-- EXERCISE DESCRIPTION --
All records are to be retyped faithfully and completely.

<<<<

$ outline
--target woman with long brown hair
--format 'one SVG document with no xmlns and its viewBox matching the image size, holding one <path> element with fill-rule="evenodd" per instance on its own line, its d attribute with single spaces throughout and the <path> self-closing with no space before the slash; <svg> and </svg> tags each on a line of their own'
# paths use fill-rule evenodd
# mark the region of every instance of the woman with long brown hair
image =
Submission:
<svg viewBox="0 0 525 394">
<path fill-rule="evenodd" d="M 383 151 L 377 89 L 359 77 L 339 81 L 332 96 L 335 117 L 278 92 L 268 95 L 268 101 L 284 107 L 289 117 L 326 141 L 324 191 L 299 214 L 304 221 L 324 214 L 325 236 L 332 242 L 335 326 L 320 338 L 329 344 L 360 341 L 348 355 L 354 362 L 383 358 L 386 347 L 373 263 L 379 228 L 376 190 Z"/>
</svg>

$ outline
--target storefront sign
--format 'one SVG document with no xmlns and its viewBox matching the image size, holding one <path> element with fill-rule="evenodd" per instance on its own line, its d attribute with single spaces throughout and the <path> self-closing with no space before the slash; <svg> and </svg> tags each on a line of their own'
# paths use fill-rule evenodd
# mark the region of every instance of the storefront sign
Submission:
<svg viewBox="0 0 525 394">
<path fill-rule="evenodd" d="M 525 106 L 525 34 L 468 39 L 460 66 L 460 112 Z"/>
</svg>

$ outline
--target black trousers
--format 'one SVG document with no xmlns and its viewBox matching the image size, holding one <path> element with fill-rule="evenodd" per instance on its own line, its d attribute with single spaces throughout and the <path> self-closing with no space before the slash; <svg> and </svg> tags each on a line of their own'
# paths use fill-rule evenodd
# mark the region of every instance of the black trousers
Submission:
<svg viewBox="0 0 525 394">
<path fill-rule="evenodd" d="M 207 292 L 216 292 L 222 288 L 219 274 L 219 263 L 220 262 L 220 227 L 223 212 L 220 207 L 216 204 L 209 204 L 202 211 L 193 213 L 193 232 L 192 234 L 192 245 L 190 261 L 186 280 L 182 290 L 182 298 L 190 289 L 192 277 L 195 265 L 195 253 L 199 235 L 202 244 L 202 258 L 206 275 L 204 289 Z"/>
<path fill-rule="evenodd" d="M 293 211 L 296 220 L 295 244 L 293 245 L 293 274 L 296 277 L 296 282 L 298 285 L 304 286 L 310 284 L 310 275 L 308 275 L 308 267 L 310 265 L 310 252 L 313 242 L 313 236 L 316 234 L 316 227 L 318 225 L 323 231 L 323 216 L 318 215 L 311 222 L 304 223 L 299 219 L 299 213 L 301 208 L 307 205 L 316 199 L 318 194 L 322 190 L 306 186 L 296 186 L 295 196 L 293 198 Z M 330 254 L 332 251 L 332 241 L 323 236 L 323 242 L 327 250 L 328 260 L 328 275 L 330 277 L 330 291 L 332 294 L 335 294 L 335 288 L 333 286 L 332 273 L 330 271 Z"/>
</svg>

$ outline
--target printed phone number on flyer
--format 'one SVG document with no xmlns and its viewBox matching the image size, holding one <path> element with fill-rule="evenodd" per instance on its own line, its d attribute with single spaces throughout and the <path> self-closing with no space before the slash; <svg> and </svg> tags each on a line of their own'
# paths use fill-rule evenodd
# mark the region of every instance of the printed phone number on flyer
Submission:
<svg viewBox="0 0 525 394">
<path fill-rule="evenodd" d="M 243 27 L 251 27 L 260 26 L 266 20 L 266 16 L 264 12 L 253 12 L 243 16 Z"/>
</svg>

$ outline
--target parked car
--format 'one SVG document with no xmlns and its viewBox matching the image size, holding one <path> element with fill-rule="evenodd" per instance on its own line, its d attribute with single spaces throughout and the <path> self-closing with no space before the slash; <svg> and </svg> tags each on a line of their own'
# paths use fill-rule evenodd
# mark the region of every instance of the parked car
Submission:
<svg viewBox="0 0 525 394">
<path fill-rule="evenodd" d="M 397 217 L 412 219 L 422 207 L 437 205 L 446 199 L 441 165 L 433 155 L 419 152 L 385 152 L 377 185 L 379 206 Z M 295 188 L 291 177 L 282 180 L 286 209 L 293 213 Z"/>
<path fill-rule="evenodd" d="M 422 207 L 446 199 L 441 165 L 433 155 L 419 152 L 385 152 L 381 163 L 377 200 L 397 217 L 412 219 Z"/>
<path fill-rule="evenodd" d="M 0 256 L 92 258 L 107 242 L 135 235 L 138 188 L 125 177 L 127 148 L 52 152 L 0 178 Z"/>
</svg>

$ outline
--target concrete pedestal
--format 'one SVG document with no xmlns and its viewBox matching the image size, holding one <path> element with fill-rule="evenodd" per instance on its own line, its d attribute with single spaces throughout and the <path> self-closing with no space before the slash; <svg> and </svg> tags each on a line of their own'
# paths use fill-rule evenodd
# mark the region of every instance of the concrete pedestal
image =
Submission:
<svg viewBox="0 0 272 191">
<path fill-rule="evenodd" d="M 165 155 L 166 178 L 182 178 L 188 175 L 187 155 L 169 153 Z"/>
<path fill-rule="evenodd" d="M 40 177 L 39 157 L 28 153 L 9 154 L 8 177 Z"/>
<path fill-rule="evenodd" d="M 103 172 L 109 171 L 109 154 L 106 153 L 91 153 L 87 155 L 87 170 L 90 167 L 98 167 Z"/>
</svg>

>>>>

-- COMPLETE RESPONSE --
$ outline
--target woman with long brown hair
--format 'one SVG document with no xmlns and its viewBox matching the image size, holding one <path> element with fill-rule="evenodd" per instance on its own line, its d attribute with single spaces throughout and the <path> self-closing with no space before the slash; <svg> and </svg> tags each on a line of their own'
# paths use fill-rule evenodd
# mark the region of every instance of the woman with long brown hair
image =
Submission:
<svg viewBox="0 0 525 394">
<path fill-rule="evenodd" d="M 383 151 L 377 89 L 359 77 L 339 81 L 332 96 L 335 117 L 278 92 L 268 95 L 268 101 L 284 107 L 289 117 L 326 141 L 324 191 L 299 214 L 304 221 L 324 214 L 325 236 L 332 242 L 335 326 L 320 338 L 329 344 L 360 341 L 348 355 L 354 362 L 383 358 L 386 347 L 373 263 L 379 228 L 376 190 Z"/>
</svg>

$ outline
--target storefront sign
--format 'one SVG document with no xmlns and its viewBox matching the image size, holding one <path> element with fill-rule="evenodd" per instance on its own line, its d attribute with single spaces throughout and the <path> self-closing with no space before the slash; <svg> and </svg> tags each on a line of their own'
# paths use fill-rule evenodd
# mark the region of every instance of the storefront sign
Submission:
<svg viewBox="0 0 525 394">
<path fill-rule="evenodd" d="M 525 106 L 525 34 L 468 39 L 460 66 L 460 112 Z"/>
</svg>

$ outline
--target black trousers
--format 'one SVG document with no xmlns and its viewBox matching the image size, holding one <path> element with fill-rule="evenodd" per instance on its own line, its d attribute with single spaces throughout and the <path> self-closing with no space before the slash; <svg> and </svg> tags each on a line of their own'
# paths use fill-rule evenodd
# mark the region of every instance of the black trousers
Submission:
<svg viewBox="0 0 525 394">
<path fill-rule="evenodd" d="M 207 292 L 216 292 L 222 288 L 219 274 L 219 263 L 220 262 L 220 227 L 223 212 L 220 207 L 216 204 L 209 204 L 202 211 L 193 213 L 193 232 L 192 234 L 192 245 L 190 261 L 186 280 L 182 290 L 182 298 L 190 289 L 192 277 L 195 265 L 195 253 L 199 235 L 202 244 L 202 258 L 206 275 L 204 289 Z"/>
<path fill-rule="evenodd" d="M 293 211 L 296 220 L 295 244 L 293 245 L 293 274 L 296 277 L 296 282 L 298 285 L 304 286 L 310 284 L 310 275 L 308 275 L 308 267 L 310 265 L 310 252 L 313 242 L 313 236 L 316 234 L 316 227 L 318 225 L 323 231 L 323 216 L 318 215 L 311 222 L 304 223 L 299 219 L 299 213 L 301 208 L 307 205 L 316 199 L 318 194 L 322 190 L 306 186 L 296 186 L 295 196 L 293 198 Z M 330 254 L 332 251 L 332 241 L 323 236 L 323 242 L 327 250 L 328 260 L 328 275 L 330 277 L 330 291 L 332 294 L 335 294 L 335 288 L 333 286 L 332 273 L 330 271 Z"/>
</svg>

$ outline
--target printed phone number on flyer
--format 'one SVG document with no xmlns and its viewBox matching the image size, holding one <path> element with fill-rule="evenodd" per instance on its own line, its d attribute with single spaces throughout and the <path> self-closing with no space before the slash; <svg> and </svg> tags each on a line of their own'
# paths use fill-rule evenodd
# mark the region of every instance of the printed phone number on flyer
Submission:
<svg viewBox="0 0 525 394">
<path fill-rule="evenodd" d="M 243 27 L 251 27 L 260 26 L 266 20 L 266 16 L 264 12 L 253 12 L 243 16 Z"/>
</svg>

$ outline
--target parked car
--format 'one SVG document with no xmlns and its viewBox matching the image size, holding one <path> element with fill-rule="evenodd" per instance on its own line, its d attribute with single spaces throughout and the <path> self-closing with no space before the slash; <svg> and </svg> tags each on a line of their own'
# paths use fill-rule evenodd
# mark the region of every instance of the parked car
Submission:
<svg viewBox="0 0 525 394">
<path fill-rule="evenodd" d="M 397 217 L 412 219 L 422 207 L 437 205 L 446 199 L 441 165 L 433 155 L 419 152 L 385 152 L 377 185 L 379 206 Z M 295 188 L 291 177 L 282 180 L 286 209 L 293 213 Z"/>
<path fill-rule="evenodd" d="M 422 207 L 446 199 L 441 165 L 433 155 L 419 152 L 385 152 L 381 163 L 377 200 L 397 217 L 412 219 Z"/>
<path fill-rule="evenodd" d="M 0 256 L 92 258 L 107 242 L 135 235 L 138 188 L 125 177 L 127 148 L 52 152 L 0 178 Z"/>
</svg>

$ outline
--target concrete pedestal
--format 'one SVG document with no xmlns and its viewBox matching the image size, holding one <path> element with fill-rule="evenodd" per instance on its own line, its d attribute with single spaces throughout and the <path> self-closing with no space before the slash; <svg> and </svg> tags each on a line of their own'
# paths use fill-rule evenodd
# mark the region of every instance of the concrete pedestal
image =
Submission:
<svg viewBox="0 0 272 191">
<path fill-rule="evenodd" d="M 165 155 L 166 178 L 182 178 L 188 175 L 187 155 L 169 153 Z"/>
<path fill-rule="evenodd" d="M 40 177 L 39 157 L 28 153 L 9 154 L 8 177 Z"/>
<path fill-rule="evenodd" d="M 103 172 L 109 171 L 109 154 L 106 153 L 91 153 L 87 155 L 87 170 L 90 167 L 98 167 Z"/>
</svg>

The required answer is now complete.